=== GIVEN REQUEST ===
Copy out every line of the data below that contains the string "attached".

=== TASK MATERIAL ===
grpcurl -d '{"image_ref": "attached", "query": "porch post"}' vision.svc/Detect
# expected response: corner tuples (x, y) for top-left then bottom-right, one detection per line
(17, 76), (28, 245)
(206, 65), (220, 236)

...

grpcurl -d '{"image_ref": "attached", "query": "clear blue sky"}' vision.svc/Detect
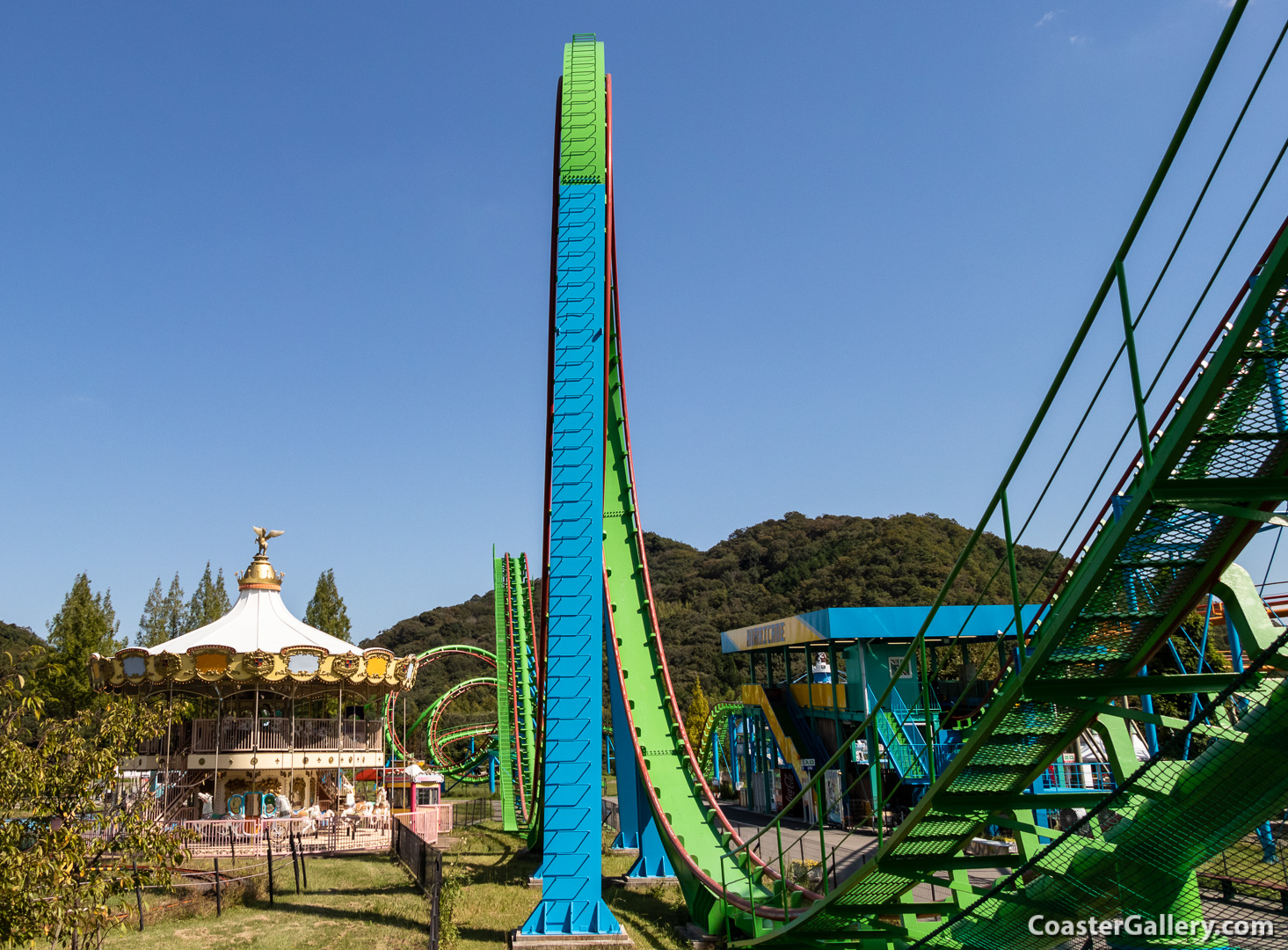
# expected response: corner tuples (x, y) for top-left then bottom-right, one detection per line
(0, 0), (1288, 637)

=== PROBLEM SOLUTION ===
grpcurl -d '{"image_ref": "attached", "query": "porch post"}' vision.svc/Detect
grpcurl -d '{"image_ref": "attached", "query": "clear blue sky"}' vision.svc/Detect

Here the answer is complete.